- EXERCISE DIRECTIONS: Please collect and copy out every line in the records below that contains the word "ceiling".

Stored data:
▬▬▬▬▬▬

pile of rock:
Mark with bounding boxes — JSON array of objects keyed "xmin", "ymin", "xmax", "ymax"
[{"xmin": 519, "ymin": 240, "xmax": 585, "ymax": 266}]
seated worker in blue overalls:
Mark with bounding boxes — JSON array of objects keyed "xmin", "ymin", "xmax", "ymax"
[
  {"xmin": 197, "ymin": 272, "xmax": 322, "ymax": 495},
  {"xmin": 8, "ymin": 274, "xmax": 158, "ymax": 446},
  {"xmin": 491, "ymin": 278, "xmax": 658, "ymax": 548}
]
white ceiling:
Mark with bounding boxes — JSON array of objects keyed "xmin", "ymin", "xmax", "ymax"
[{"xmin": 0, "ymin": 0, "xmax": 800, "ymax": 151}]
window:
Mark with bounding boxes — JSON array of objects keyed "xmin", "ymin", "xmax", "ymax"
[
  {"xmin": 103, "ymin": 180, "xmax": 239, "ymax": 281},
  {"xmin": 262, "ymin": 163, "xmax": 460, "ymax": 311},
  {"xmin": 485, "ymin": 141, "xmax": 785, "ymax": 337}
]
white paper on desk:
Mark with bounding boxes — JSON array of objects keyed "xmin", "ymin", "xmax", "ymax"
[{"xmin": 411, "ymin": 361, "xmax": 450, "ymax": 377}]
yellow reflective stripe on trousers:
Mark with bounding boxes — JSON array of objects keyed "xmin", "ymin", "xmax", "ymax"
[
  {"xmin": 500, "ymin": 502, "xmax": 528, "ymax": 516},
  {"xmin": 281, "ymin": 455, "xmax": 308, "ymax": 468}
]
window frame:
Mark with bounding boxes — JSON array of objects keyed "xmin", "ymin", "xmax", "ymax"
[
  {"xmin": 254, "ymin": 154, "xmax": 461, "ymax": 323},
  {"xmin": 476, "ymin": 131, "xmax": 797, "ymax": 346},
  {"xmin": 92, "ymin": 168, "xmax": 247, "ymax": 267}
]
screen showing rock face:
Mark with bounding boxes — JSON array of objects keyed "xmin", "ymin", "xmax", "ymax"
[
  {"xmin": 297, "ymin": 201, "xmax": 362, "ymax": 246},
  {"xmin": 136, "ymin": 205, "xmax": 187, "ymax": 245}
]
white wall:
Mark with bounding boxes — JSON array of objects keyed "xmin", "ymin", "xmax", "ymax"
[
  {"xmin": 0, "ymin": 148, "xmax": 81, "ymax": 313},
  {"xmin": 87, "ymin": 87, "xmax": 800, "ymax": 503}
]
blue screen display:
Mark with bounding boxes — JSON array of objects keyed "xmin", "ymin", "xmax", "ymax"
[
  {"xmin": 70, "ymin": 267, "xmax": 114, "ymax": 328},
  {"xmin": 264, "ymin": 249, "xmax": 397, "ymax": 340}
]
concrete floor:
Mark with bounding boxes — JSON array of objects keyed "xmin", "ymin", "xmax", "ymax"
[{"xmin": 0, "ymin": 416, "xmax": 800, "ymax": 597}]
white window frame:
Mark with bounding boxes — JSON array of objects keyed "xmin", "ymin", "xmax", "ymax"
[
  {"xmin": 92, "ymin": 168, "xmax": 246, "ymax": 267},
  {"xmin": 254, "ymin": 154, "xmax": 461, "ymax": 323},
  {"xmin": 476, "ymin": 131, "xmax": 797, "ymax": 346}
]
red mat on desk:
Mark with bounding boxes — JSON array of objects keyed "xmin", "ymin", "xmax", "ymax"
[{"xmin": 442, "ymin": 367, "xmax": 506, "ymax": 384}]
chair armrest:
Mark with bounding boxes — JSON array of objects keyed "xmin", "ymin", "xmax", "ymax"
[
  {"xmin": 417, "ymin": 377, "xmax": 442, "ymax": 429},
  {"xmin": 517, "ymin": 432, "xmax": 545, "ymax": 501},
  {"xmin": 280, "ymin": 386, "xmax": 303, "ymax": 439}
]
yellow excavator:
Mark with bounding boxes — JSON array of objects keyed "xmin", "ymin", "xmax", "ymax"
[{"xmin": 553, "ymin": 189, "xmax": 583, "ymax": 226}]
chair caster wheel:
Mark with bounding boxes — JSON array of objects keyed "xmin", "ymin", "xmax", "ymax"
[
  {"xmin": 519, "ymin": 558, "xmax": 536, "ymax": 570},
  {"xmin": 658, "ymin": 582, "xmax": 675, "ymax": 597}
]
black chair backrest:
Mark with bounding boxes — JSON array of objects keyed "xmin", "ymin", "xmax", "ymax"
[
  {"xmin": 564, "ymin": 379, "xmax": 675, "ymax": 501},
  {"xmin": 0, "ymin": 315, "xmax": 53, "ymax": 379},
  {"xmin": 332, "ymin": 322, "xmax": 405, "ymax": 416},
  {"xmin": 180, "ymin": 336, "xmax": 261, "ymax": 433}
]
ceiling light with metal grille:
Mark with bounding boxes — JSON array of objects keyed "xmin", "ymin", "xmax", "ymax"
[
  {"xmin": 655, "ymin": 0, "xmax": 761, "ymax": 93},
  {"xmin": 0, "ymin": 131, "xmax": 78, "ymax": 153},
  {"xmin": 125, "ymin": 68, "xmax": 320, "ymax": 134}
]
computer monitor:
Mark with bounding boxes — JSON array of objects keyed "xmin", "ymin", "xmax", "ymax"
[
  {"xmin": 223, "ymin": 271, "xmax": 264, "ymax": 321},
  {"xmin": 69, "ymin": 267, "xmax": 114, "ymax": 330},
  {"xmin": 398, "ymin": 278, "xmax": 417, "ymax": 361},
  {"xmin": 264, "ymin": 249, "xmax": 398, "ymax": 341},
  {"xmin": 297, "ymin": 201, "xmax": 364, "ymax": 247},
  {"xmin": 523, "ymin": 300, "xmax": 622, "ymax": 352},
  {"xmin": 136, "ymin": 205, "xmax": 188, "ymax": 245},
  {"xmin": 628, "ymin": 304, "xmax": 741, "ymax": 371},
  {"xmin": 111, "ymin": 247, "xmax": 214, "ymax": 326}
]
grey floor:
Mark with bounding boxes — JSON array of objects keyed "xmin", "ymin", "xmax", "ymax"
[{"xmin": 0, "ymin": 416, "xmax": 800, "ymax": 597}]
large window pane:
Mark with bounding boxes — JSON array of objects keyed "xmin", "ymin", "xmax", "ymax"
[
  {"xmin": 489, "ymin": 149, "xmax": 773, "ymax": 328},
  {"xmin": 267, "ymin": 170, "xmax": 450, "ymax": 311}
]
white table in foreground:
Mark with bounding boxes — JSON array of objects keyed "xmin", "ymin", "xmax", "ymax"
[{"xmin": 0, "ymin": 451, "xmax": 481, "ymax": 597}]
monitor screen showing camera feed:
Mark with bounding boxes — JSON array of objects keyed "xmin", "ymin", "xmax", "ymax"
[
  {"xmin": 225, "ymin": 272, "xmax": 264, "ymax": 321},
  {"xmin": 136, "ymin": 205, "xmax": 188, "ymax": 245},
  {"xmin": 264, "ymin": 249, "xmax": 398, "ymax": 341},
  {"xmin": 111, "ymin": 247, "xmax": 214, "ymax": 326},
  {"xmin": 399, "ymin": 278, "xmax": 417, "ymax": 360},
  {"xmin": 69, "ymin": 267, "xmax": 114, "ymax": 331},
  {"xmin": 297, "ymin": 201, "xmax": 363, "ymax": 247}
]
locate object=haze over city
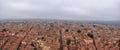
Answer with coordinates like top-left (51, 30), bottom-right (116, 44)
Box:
top-left (0, 0), bottom-right (120, 21)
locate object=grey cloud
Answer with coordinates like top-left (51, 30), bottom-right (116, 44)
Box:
top-left (0, 0), bottom-right (120, 20)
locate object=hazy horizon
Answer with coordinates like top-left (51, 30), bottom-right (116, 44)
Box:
top-left (0, 0), bottom-right (120, 21)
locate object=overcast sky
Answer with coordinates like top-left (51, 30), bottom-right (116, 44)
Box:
top-left (0, 0), bottom-right (120, 21)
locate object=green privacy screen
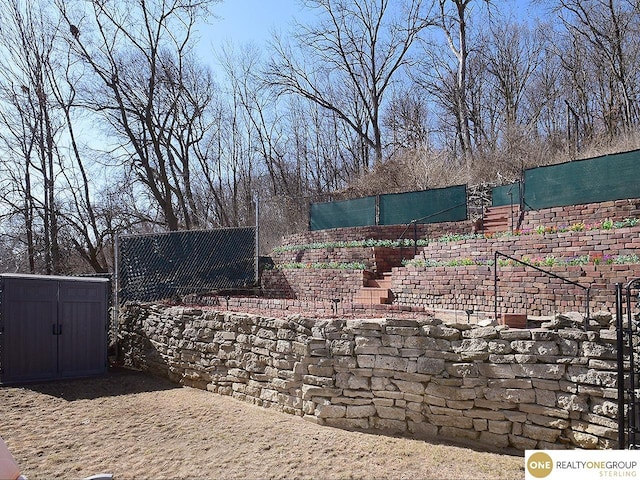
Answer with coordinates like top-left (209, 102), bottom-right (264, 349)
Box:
top-left (524, 150), bottom-right (640, 210)
top-left (491, 183), bottom-right (520, 207)
top-left (309, 197), bottom-right (376, 230)
top-left (380, 185), bottom-right (467, 225)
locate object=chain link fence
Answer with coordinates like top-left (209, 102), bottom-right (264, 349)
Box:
top-left (117, 227), bottom-right (258, 305)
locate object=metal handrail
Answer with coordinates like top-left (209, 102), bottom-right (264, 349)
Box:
top-left (493, 250), bottom-right (591, 331)
top-left (398, 201), bottom-right (467, 257)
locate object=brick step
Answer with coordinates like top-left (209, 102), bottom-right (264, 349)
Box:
top-left (364, 272), bottom-right (391, 289)
top-left (353, 287), bottom-right (391, 305)
top-left (481, 205), bottom-right (520, 233)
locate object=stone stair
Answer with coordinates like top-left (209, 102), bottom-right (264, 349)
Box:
top-left (353, 272), bottom-right (393, 305)
top-left (478, 205), bottom-right (520, 233)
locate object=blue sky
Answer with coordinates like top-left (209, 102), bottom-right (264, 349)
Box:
top-left (200, 0), bottom-right (538, 51)
top-left (201, 0), bottom-right (308, 49)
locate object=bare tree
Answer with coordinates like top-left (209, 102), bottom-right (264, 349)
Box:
top-left (550, 0), bottom-right (640, 136)
top-left (57, 0), bottom-right (217, 230)
top-left (267, 0), bottom-right (429, 170)
top-left (0, 0), bottom-right (62, 274)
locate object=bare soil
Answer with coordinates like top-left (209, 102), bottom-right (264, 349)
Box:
top-left (0, 370), bottom-right (524, 480)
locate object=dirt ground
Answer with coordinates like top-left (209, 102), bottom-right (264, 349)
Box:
top-left (0, 370), bottom-right (524, 480)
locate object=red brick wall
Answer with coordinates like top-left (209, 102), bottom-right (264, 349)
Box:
top-left (391, 265), bottom-right (640, 315)
top-left (262, 200), bottom-right (640, 315)
top-left (520, 198), bottom-right (640, 230)
top-left (261, 268), bottom-right (364, 301)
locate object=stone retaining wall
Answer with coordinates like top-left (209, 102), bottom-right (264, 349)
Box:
top-left (120, 305), bottom-right (617, 450)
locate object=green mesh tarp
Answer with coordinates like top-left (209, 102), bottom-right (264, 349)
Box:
top-left (491, 183), bottom-right (520, 207)
top-left (118, 227), bottom-right (256, 303)
top-left (380, 185), bottom-right (467, 225)
top-left (309, 197), bottom-right (376, 230)
top-left (524, 150), bottom-right (640, 210)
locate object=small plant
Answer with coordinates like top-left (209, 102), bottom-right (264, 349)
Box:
top-left (600, 218), bottom-right (614, 230)
top-left (569, 222), bottom-right (587, 232)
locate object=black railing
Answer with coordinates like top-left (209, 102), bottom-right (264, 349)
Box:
top-left (398, 202), bottom-right (467, 260)
top-left (493, 251), bottom-right (591, 330)
top-left (616, 278), bottom-right (640, 449)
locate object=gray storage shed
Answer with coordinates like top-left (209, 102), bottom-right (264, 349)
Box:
top-left (0, 274), bottom-right (110, 384)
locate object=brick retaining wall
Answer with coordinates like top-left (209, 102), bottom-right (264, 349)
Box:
top-left (120, 305), bottom-right (617, 450)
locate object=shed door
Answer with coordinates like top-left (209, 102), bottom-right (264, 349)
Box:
top-left (3, 279), bottom-right (58, 382)
top-left (58, 281), bottom-right (107, 377)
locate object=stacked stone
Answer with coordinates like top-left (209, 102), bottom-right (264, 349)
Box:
top-left (122, 306), bottom-right (617, 450)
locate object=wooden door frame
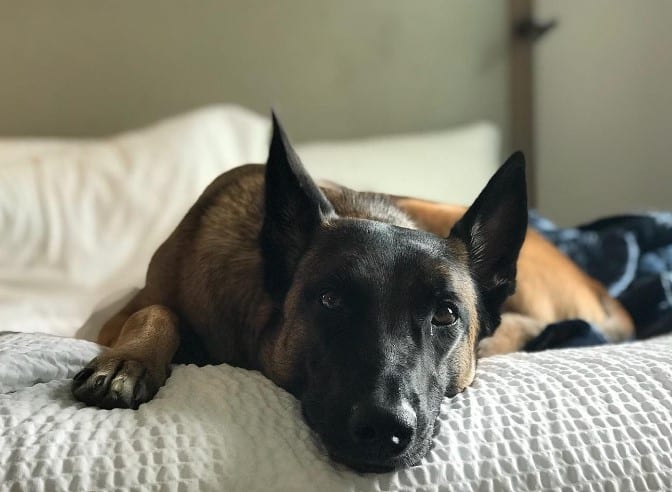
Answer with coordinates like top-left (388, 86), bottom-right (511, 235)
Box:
top-left (508, 0), bottom-right (538, 207)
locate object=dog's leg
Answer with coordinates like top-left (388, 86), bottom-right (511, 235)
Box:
top-left (478, 313), bottom-right (546, 358)
top-left (72, 304), bottom-right (180, 408)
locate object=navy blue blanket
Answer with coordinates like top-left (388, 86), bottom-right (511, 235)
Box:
top-left (525, 212), bottom-right (672, 351)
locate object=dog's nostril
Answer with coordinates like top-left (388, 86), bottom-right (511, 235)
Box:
top-left (350, 404), bottom-right (416, 456)
top-left (355, 425), bottom-right (376, 442)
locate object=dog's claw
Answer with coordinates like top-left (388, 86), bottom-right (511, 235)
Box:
top-left (72, 357), bottom-right (165, 409)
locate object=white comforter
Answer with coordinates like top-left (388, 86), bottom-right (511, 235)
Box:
top-left (0, 334), bottom-right (672, 492)
top-left (0, 107), bottom-right (672, 492)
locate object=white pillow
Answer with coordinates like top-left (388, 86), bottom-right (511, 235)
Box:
top-left (0, 106), bottom-right (498, 339)
top-left (297, 122), bottom-right (501, 205)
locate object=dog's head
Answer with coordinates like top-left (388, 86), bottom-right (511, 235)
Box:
top-left (261, 115), bottom-right (527, 471)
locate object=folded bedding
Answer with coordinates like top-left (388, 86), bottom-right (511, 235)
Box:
top-left (0, 106), bottom-right (672, 492)
top-left (526, 211), bottom-right (672, 351)
top-left (0, 333), bottom-right (672, 492)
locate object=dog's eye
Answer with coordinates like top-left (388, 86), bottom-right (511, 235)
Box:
top-left (432, 303), bottom-right (458, 326)
top-left (320, 291), bottom-right (343, 309)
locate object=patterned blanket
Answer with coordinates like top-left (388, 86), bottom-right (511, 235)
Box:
top-left (526, 212), bottom-right (672, 351)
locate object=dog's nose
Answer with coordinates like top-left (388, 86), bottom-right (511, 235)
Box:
top-left (349, 403), bottom-right (417, 458)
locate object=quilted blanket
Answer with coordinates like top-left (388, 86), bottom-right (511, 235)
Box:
top-left (0, 333), bottom-right (672, 492)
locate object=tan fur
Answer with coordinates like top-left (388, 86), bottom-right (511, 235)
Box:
top-left (75, 165), bottom-right (632, 410)
top-left (396, 198), bottom-right (634, 356)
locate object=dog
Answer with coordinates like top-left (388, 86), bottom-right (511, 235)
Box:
top-left (72, 115), bottom-right (633, 472)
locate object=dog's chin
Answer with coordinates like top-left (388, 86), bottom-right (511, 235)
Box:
top-left (329, 436), bottom-right (431, 473)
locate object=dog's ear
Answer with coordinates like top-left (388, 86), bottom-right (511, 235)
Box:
top-left (260, 113), bottom-right (335, 297)
top-left (449, 152), bottom-right (527, 329)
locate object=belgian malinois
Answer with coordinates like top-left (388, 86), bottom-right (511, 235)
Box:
top-left (73, 117), bottom-right (632, 471)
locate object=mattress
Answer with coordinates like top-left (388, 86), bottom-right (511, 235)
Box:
top-left (0, 333), bottom-right (672, 492)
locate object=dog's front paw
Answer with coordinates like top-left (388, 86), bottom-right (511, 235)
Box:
top-left (72, 356), bottom-right (166, 409)
top-left (477, 334), bottom-right (517, 359)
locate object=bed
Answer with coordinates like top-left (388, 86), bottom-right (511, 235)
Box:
top-left (0, 106), bottom-right (672, 491)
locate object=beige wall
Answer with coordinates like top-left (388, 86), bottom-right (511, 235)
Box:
top-left (0, 0), bottom-right (508, 144)
top-left (535, 0), bottom-right (672, 224)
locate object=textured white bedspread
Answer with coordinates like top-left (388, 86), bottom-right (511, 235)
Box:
top-left (0, 334), bottom-right (672, 492)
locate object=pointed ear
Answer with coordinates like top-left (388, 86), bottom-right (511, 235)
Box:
top-left (449, 152), bottom-right (527, 329)
top-left (260, 113), bottom-right (336, 297)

▬▬▬▬▬▬

- TASK RESPONSE:
white ceiling:
ceiling light with metal grille:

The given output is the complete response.